Return all of the entries exactly as written.

— BEGIN DATA SUPPLIED —

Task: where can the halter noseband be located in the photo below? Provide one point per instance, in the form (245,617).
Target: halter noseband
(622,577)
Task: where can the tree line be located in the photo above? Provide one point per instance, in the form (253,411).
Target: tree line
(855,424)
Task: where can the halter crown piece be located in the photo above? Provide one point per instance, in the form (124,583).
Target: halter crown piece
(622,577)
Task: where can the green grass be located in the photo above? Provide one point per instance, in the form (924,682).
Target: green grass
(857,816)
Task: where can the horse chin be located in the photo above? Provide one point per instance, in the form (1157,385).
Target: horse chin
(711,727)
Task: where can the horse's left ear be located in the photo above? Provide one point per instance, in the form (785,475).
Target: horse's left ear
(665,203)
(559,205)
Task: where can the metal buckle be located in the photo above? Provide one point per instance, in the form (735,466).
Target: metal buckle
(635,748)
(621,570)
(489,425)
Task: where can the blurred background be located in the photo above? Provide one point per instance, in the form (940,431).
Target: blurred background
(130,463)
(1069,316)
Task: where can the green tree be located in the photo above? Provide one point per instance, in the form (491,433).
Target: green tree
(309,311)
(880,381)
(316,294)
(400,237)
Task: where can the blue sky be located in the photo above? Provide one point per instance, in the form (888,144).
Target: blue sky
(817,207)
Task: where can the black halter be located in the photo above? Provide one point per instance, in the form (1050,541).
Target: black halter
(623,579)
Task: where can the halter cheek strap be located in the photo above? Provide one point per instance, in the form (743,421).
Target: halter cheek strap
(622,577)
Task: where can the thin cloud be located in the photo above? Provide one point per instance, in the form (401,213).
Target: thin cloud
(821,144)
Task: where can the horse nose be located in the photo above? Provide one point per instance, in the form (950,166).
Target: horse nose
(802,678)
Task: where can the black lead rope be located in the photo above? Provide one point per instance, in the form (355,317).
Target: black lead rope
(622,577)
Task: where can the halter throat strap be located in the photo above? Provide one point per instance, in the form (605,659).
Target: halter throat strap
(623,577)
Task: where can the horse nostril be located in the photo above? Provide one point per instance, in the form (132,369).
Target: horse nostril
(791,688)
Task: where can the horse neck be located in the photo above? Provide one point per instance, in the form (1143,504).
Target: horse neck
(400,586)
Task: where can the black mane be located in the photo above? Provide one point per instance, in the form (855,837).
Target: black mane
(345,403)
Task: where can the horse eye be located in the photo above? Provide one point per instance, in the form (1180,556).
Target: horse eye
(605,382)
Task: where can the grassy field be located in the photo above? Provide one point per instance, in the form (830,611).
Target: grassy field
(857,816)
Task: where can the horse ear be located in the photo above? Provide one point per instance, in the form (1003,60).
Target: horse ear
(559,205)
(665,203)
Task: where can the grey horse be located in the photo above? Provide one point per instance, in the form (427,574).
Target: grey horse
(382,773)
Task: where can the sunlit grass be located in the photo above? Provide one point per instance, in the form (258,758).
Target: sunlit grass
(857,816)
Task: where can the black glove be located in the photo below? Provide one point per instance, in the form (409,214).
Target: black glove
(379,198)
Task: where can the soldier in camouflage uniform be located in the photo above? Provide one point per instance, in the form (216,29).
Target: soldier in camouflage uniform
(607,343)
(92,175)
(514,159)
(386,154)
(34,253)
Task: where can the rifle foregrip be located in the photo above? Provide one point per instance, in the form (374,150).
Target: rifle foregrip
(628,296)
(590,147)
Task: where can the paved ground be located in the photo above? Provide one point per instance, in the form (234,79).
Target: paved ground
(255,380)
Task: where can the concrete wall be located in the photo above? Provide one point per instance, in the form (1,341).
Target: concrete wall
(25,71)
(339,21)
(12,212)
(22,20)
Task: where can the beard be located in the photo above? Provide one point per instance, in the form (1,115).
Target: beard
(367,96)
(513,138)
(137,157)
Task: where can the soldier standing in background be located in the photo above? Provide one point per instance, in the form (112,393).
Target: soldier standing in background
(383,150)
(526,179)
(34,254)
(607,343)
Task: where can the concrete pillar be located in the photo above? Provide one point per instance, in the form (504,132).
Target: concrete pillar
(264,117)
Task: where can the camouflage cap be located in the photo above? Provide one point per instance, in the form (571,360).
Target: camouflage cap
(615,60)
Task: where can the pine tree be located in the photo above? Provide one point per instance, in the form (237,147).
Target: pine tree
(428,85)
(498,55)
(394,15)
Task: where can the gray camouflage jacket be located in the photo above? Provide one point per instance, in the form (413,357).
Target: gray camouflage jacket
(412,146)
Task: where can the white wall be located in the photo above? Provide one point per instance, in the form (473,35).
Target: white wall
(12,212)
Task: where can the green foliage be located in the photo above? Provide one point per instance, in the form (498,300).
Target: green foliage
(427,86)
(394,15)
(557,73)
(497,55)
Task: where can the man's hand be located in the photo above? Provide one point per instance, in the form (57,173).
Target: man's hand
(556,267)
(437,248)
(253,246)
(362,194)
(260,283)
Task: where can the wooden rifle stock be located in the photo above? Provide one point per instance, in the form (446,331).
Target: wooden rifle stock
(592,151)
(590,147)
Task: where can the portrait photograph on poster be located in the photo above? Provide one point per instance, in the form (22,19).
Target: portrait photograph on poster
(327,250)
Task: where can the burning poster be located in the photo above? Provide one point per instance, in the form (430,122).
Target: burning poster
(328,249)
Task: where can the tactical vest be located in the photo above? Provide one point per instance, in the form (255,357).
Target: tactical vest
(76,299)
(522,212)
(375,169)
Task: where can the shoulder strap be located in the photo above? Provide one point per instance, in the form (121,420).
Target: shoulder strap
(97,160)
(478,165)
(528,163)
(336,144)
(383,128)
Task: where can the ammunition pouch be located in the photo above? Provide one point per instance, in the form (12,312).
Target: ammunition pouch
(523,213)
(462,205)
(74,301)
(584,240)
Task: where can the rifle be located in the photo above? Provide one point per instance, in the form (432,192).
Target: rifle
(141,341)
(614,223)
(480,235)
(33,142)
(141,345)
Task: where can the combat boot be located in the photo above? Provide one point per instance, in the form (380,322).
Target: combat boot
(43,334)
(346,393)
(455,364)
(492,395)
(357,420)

— END DATA SUPPLIED —

> _SOLUTION TO THIS TASK_
Task: where can the halter noseband be located in the photo below? Provide one point per instance, in the form (245,617).
Target: halter noseband
(622,577)
Task: where can the tree line be located in the photo above? Provide one point per instance, in the form (253,411).
Target: tree line
(855,424)
Task: where can the halter crown piece be located in the photo above? Provide one point per instance, in the form (124,583).
Target: halter crown piece
(622,577)
Task: where can the green grass be located in the photo above? Provide one point per instance, in the form (924,682).
Target: green grass
(857,816)
Task: where can the horse chin be located in the photo above? Provide one point per instance, in the form (1157,385).
Target: horse chin
(711,727)
Task: where can the horse's left ear be located in the photo above? Provide one point per instance, in the form (785,475).
Target: horse's left ear
(665,203)
(559,205)
Task: where can the metal buckle be located in the photo above? Provide one point per instance, in the form (735,466).
Target: metal buckle
(635,748)
(621,570)
(489,425)
Task: where can the blurred background be located in the photo above? Provide one point per instance, in the form (940,431).
Target: blurred background
(130,463)
(1069,316)
Task: where can the green tree be located in the photo above? Provide one point per instance, in the form (491,433).
Target: green tree
(309,311)
(880,381)
(316,294)
(400,237)
Task: where can the blue sky be located in the photo above? Provide one point per instance, in the form (888,144).
Target: blue sky
(817,207)
Task: where can the black halter be located in the photo above? Provide one point per instance, in the form (1050,541).
Target: black halter
(623,579)
Task: where can the halter cheek strap be located in the photo above? Provide one point per instance, in the form (743,421).
Target: halter cheek strap
(622,577)
Task: where can the thin cloud be located in the photo above? Provide one point per instance, in the form (401,213).
Target: thin cloud
(821,144)
Task: where can the horse nose be located in the photo above? Provide one point per instance, in the form (950,166).
Target: horse nose
(802,678)
Task: where can the black lead rope be located in the photo above? Provide one point per instance, in the form (355,317).
Target: black lead rope
(622,577)
Task: where can the halter throat strap be located in the photo above? Provide one point per instance, in the form (605,659).
Target: halter throat strap
(623,577)
Task: where can the horse nostril be located in the photo above? Provide one point per instance, in the form (132,369).
Target: horse nostril
(791,688)
Task: where can the horse neck be located in the photo above? Provide one point per instance, in the form (1143,504).
Target: horse neck
(400,586)
Task: where can the black mane be located in the photo above? Provide one point per instance, in the form (855,837).
Target: black mane
(345,403)
Task: where can the horse eye be located in the photo above? Provide one point per instance, in the form (1180,556).
Target: horse eye
(605,382)
Task: where can the grassy field be located in the photo above? Provide one point per instance, in the form (830,611).
Target: grassy field
(857,816)
Task: where can the horse ear be located in the photo above? Provide one point per instance, in the form (1003,60).
Target: horse ear
(559,205)
(665,203)
Task: where can the grey horse be located in the photo above? Provide one point per instance, in the form (427,574).
Target: grey horse
(382,773)
Task: where can the sunlit grass be located in the photo above? Provide one point per instance, in the form (258,758).
Target: sunlit grass
(857,816)
Task: where can the black glove be located in the photo below? Provide one point per instance, in the form (409,214).
Target: black glove
(379,198)
Task: where can the soldier in camouflage uniform be located in the photo above? Provide one point per instance, in the form (216,29).
Target: soldier in camouflage uniform
(607,343)
(92,175)
(514,159)
(386,154)
(34,253)
Task: where can the rifle foregrip be located in the photo above? Provide one point per instance, in the form (374,150).
Target: rifle foregrip
(628,296)
(590,147)
Task: where can the paved ground be located in the photo above? Provide one point per instance, in the form (234,79).
Target: paved ground
(255,380)
Task: where can the concrete wall be located in the photo above? Provide one point per instance, in the form (1,341).
Target: concrete wall
(25,71)
(339,21)
(12,212)
(22,20)
Task: where can the beard be located in the photo above? Provide one point per instance, in the form (1,115).
Target: beard
(367,96)
(513,138)
(137,157)
Task: where can the soldier standing in background be located in the photo above? Provide one point per instance, in the form (112,393).
Target: soldier standing in background
(383,150)
(526,179)
(34,254)
(607,343)
Task: where can the concrete pillar be located in the photo above? Provide one point per instance, in the form (504,132).
Target: concrete pillar
(264,117)
Task: where can the camouflage cap be located in the photo above? Provide one point per instance, in the form (571,360).
Target: camouflage cap
(615,60)
Task: where can the pine tree be located in the photo above? Provide one point per instance, in the form (237,147).
Target: pine tree
(428,85)
(498,55)
(394,15)
Task: where can the gray camouflage jacket be located in the photo above? Provide one point per instance, in the form (413,357).
Target: gray camouflage jacket
(412,146)
Task: where can the white wall be located in the photo above? Provide one point per instance, in the form (473,35).
Target: white wall
(12,212)
Task: where can the green foliage be located in the photo above? Provide one point per instance, in the form (498,300).
Target: green foliage
(427,86)
(394,15)
(557,73)
(497,55)
Task: where can the man's hand be located in the photo above? Provide one point per instance, in the form (57,173).
Target: man's hand
(556,267)
(437,248)
(253,246)
(362,194)
(260,283)
Task: where can the wooden rifle stock be located in the photo above? Provide one point per instance, in the form (446,331).
Target: wooden rifle stock
(592,151)
(590,147)
Task: where can the portrait photograph on poster be located in the photo above? Provide one point per instance, in the form (22,19).
Target: portrait photograph on poster
(327,250)
Task: where can the burning poster be located in the photo above? Provide one point per instance, in the form (430,122).
Target: burning poster
(328,249)
Task: where can the tactical vest be located in the photo above? Provide one point per instance, in the form (255,357).
Target: tactical vest
(76,299)
(522,212)
(375,169)
Task: where can the shoulder strap be located in the photo above? Provide one point per instance, in the form (121,420).
Target: shoulder strap
(97,160)
(478,165)
(528,163)
(336,144)
(383,128)
Task: where can the ammunition pouch be located in the photo above? Provide one point per instance, in the form (12,312).
Target: ammunition pouch
(523,213)
(462,205)
(74,301)
(584,240)
Task: where can the rifle be located in the photo above? Provide one point per instance, in the form (432,192).
Target: rifle
(141,341)
(614,223)
(480,235)
(33,142)
(141,345)
Task: where can the combat boot be located in the photo above? Provide one point per instance, in the form (380,322).
Target: combat boot
(43,334)
(346,393)
(455,364)
(492,395)
(357,420)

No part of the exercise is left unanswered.